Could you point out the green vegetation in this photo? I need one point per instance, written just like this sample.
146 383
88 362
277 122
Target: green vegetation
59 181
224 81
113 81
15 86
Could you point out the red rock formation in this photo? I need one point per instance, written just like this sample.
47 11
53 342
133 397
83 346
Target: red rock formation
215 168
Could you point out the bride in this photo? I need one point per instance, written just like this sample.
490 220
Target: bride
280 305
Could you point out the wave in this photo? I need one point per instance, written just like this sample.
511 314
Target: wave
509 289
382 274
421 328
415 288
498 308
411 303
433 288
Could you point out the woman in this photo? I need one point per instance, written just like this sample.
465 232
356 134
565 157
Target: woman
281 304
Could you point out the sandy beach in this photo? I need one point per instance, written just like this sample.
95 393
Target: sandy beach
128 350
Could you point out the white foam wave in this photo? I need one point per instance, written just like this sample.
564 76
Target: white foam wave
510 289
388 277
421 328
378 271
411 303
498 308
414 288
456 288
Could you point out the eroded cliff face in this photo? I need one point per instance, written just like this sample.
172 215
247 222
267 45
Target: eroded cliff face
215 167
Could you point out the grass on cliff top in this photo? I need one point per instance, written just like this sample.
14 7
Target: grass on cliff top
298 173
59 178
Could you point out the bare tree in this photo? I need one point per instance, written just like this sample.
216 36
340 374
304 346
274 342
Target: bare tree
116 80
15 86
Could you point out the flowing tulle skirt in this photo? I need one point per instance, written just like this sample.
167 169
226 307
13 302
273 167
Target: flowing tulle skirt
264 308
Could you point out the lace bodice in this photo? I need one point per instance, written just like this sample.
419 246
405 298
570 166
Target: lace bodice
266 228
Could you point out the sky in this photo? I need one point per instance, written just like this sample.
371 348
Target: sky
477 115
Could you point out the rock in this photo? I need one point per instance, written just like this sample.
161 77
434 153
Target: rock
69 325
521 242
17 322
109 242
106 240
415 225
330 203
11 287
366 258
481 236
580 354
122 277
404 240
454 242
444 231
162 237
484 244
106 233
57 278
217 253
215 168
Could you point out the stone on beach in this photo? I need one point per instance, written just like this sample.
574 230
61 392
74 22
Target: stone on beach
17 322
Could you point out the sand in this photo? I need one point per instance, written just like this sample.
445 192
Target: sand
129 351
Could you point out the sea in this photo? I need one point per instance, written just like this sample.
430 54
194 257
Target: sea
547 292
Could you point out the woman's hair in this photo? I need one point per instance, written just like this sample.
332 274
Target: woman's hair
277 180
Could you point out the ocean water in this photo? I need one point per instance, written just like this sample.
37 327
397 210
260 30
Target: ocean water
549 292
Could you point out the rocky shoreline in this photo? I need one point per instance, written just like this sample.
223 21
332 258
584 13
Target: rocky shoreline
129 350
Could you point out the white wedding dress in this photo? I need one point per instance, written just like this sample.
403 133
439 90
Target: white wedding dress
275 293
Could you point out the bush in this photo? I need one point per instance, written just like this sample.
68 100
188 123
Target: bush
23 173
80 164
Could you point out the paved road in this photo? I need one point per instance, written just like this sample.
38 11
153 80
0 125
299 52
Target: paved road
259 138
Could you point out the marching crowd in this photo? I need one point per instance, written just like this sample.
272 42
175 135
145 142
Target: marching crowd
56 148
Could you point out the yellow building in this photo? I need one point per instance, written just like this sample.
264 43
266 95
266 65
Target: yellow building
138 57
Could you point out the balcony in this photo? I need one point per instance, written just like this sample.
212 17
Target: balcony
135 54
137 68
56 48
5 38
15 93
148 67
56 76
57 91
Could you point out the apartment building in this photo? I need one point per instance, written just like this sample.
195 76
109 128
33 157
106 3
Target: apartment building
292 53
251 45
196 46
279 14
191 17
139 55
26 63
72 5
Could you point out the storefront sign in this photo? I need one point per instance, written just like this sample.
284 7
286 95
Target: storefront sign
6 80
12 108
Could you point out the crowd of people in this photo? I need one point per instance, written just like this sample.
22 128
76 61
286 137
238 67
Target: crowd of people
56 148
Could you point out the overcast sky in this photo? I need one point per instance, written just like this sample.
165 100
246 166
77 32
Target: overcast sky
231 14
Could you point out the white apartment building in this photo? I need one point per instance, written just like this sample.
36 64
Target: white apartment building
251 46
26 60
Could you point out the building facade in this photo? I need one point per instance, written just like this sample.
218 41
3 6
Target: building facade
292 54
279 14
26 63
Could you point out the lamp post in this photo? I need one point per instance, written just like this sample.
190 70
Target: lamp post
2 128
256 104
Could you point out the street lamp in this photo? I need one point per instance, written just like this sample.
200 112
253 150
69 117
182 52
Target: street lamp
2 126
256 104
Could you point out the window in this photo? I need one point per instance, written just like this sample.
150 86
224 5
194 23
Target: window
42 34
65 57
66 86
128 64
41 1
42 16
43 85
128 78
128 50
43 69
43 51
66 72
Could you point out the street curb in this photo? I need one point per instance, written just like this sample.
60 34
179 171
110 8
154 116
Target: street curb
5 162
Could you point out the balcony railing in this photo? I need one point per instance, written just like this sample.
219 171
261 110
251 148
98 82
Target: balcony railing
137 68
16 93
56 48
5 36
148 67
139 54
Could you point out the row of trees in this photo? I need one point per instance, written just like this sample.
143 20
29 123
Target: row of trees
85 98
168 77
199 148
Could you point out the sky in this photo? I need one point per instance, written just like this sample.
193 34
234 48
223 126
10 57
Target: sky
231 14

▸ **GIVEN REQUEST**
Restate all of the entries exactly, please.

▸ **RESULT OF THIS EXERCISE**
Could you point out the green vegetation in this photo? I need one point per instance, written just like this sample.
146 383
88 362
277 122
Target: green vegetation
59 181
224 81
113 81
15 86
Could you point out the red rock formation in this photo? I need one point per instance, written just like this sample.
47 11
53 342
133 397
83 346
Target: red rock formation
215 168
Could you point out the bride in this photo? I need one point per instance, written just like this sample.
490 220
Target: bride
280 305
Could you point out the wave in this photo? I need one point per instance, written just like this sample.
511 314
Target: wave
509 289
382 274
421 328
415 288
498 308
411 303
433 288
Could you point out the woman in this photo? I need one point per instance, written just like this sample.
465 232
356 134
565 157
Target: woman
281 304
Could you point out the sandy beach in this photo? I need one point per instance, written just like this sample.
95 393
Target: sandy beach
128 350
Could you point out the white foam wave in this photo? I need one point per instance, written just like this sample.
564 76
Target: white foam wave
510 289
388 277
421 328
378 271
411 303
498 308
414 288
456 288
Could you point out the eroded cliff face in this photo? I need one point per instance, written just like this sample.
172 215
247 222
267 45
Target: eroded cliff face
215 167
Could you point out the grass on cliff top in this photo? I need one point per instance, written just like this sample.
14 7
Target: grass on cliff top
298 173
59 178
Could you point out the bare tree in this photo? I need one point per instance, written just like this sample.
216 36
340 374
304 346
274 342
Target: bare tree
116 80
15 86
Could you point out the flowing tulle skirt in this photo? I need one point per instance, written just like this sample.
167 169
226 307
13 302
273 167
Target: flowing tulle skirt
264 308
Could you point out the lace bodice in this photo? I need one point per instance, written just like this sample.
419 246
405 298
570 166
Target: lace bodice
266 228
Could you point out the sky in this photo? I need one point per instance, written just like this sample.
371 348
Target: sky
477 115
Could you point out the rock in this photo? I need one point per instance, written just like this sample.
161 77
434 153
Target: rock
69 325
521 242
17 322
109 242
106 240
415 225
330 203
11 287
366 258
481 236
580 354
122 277
404 240
454 242
444 231
162 237
484 244
106 233
57 278
217 253
215 168
Could you point out the stone on beach in this photo? I need one point per instance, written just like this sample.
574 230
61 392
74 22
Target: stone on beach
17 322
Could you point out the sand in this photo? I need one point per instance, written just like this sample.
445 192
Target: sand
129 351
Could you point out the sea in this photo? I need one point per instance, written just like this sample.
430 54
194 257
Target: sea
547 292
Could you point out the woman's hair in this photo? I need one point per instance, written just like this sample.
332 274
Target: woman's hair
277 180
Could you point out the ocean water in this photo? I need one point per instance, written just like this sample.
37 327
397 210
260 30
Target: ocean water
549 292
Could you point out the rocky shoreline in this photo? I need one point per instance, written just like this sample.
223 21
332 258
584 13
Target: rocky shoreline
129 350
Could you point out the white wedding dress in this photo? I need one point per instance, written just like this sample.
403 133
439 90
Target: white wedding dress
275 293
Could you point out the bush in this photo? I need one point per instance, written just like this sample.
68 100
188 123
Target: bush
23 173
80 164
Could you point out the paved road in this photo? I need one point per instance, written just like this sample.
38 11
153 80
0 125
299 52
Target: paved road
259 138
Could you point out the marching crowd in this photo? I need one point per instance, written just like this sample.
272 42
175 135
145 142
Target: marching crowd
56 148
Could you point out the yellow building in this photo? I need one point per instance, written just like this sample.
264 43
266 95
266 65
Target: yellow building
138 57
Could you point out the balcony in this photo? I need one point per instance, written just like this sample.
212 17
Target: balcony
135 54
137 68
56 48
5 38
15 93
148 67
56 76
57 91
Could you point out the apartment building in this photo? I need one point per instance, written just like this sample.
195 76
109 128
33 157
106 3
Target: apartment building
292 53
251 45
196 46
279 14
191 17
139 55
26 63
72 5
Could you point out the storefront sign in this photo? I need one point per instance, written just like this sample.
284 7
286 95
Target: storefront sign
6 80
12 108
Could you point out the crowd of people in this photo? I need one point per instance, written just like this sample.
22 128
76 61
286 137
238 67
Target: crowd of people
56 148
Could you point out the overcast sky in this photo? I need one point per instance, written just like this sample.
165 100
246 166
77 32
Target: overcast sky
231 14
Could you point out the white apartment building in this photo? I need one point per instance, written just like this sample.
36 64
Target: white apartment building
251 46
26 60
Could you point out the building facade in this photo? I need one point per instance, written just like this sample.
218 41
3 6
Target: building facade
292 54
279 14
26 63
Could you point out the lamp post in this photo? I need one point per instance, written just like this sample.
190 70
Target: lamp post
2 128
256 104
Could you point out the street lamp in this photo? I need one point per instance, written just like this sample.
200 112
253 150
69 117
182 52
Target: street lamp
2 126
256 104
Could you point out the window in this photo? I need one point per instance, written just like this sample.
150 86
224 5
194 23
Target: window
42 34
65 57
66 86
128 64
41 1
42 16
43 85
128 78
128 50
43 69
43 51
66 72
Could you point out the street curb in this photo? I need one point per instance, written just like this sample.
60 34
179 171
110 8
154 116
Target: street curb
5 162
Could you point out the balcony railing in this photo? I need one point per instance, written just like this sample.
219 171
261 110
251 148
98 82
Target: balcony railing
137 68
16 93
56 48
5 36
148 67
139 54
Could you point out the row of trees in this photo? I need one point per instance, written just like this sample.
143 20
29 123
Target: row of trees
85 98
168 77
199 148
Could you point out the sky in this photo? I need one point per instance, written just like this sample.
193 34
234 48
223 126
10 57
Target: sky
231 14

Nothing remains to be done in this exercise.